▸ Obiettivo 1: Secondo il brano di riferimento, quanti erano gli articoli segreti dell'editto di Nantes e che cosa riguardavano?
▸ Obiettivo 2: Indica se ciascuna affermazione concorda con il brano di riferimento, rispondendo sì o no e citando le parole decisive del brano: (a) l'editto di Boulogne risale al 1573; (b) prima che Enrico IV diventasse re, il trattato di pace più duraturo era durato dieci anni; (c) due terzi degli articoli dell'editto di Nantes furono tratti dagli editti precedenti.

▸ Brano di riferimento:

━━━━━━━━━━━━━━━━━━━━━━━━━━━━━━

I trattati di pace firmati in Francia senza successo incorporavano alcune di queste nuove idee. Promuovevano anche l’idea di dimenticare il passato per costruire il futuro. Ad esempio, l’editto di Boulogne, del 1573, diceva: “Il ricordo di tutto ciò che è accaduto . . . sia cancellato e offuscato come di cose mai avvenute”.

La Francia aveva molte cose da dimenticare. Prima che Enrico IV diventasse re nel 1589, il trattato di pace più duraturo era durato solo otto anni. La Francia stava soffrendo sia sul piano economico che su quello sociale. Era essenziale ritrovare una stabilità interna. Enrico IV conosceva di persona entrambe le religioni e le politiche. In diverse occasioni aveva cambiato bandiera, abbracciando ora il protestantesimo ora il cattolicesimo. Dopo aver conseguito nel 1597 alcune vittorie militari che avrebbero portato alla pace con la Spagna e aver finalmente domato i dissidi interni nel 1598, era in grado di imporre una soluzione pacifica sia ai protestanti che ai cattolici. Nel 1598, dopo più di 30 anni che la Francia era piagata dalle guerre di religione, Enrico IV firmò l’editto di Nantes.

Una “Dichiarazione dei Diritti” alla francese

L’editto di Nantes era composto da quattro testi fondamentali, tra cui quello principale formato da 92 o 95 articoli e i 56 articoli segreti, o “particolari”, che riguardavano i diritti e i doveri dei protestanti. La struttura fondamentale dell’accordo era quella dei precedenti editti, da cui furono tratti due terzi degli articoli. A differenza di quanto era avvenuto le altre volte, però, la preparazione di questo editto richiese molto tempo. La sua eccezionale lunghezza si può spiegare con il fatto che esso affrontava i problemi nei dettagli, il che gli dà l’aspetto di un compromesso fatto in casa. Quali erano alcuni diritti che accordava?

━━━━━━━━━━━━━━━━━━━━━━━━━━━━━━

▸ Righe di dati:
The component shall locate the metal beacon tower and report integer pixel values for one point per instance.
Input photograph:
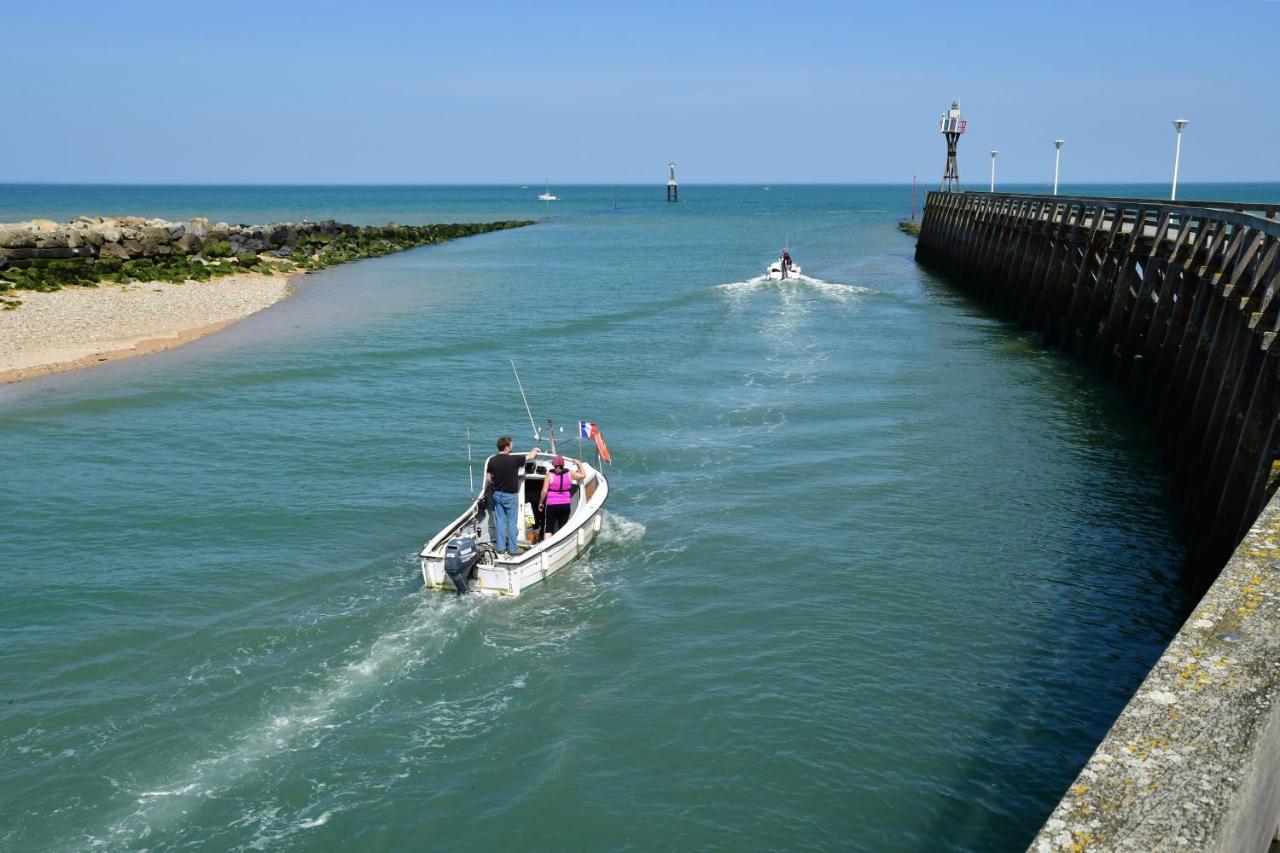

━━━━━━━━━━━━━━━━━━━━━━━━━━━━━━

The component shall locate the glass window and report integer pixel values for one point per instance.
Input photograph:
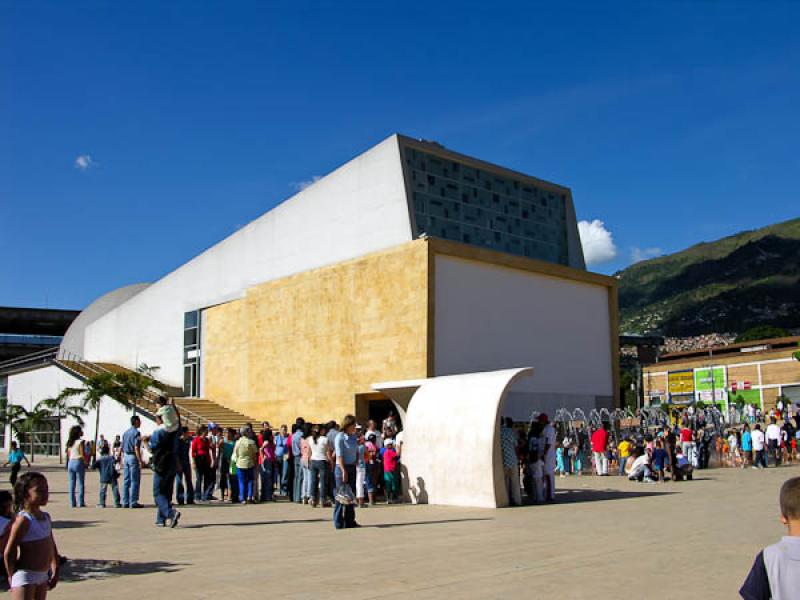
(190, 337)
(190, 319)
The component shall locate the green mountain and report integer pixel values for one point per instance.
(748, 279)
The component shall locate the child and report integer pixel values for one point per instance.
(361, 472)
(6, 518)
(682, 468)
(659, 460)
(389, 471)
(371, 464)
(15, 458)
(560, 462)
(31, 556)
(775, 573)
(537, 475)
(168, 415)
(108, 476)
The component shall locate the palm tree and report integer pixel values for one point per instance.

━━━━━━━━━━━━━━━━━━━━━━━━━━━━━━

▸ Risultato corretto 1: Erano 56 articoli segreti, o "particolari", che riguardavano i diritti e i doveri dei protestanti.

▸ Risultato corretto 2:
(a) Sì: "l’editto di Boulogne, del 1573".
(b) No: "il trattato di pace più duraturo era durato solo otto anni".
(c) Sì: "La struttura fondamentale dell’accordo era quella dei precedenti editti, da cui furono tratti due terzi degli articoli."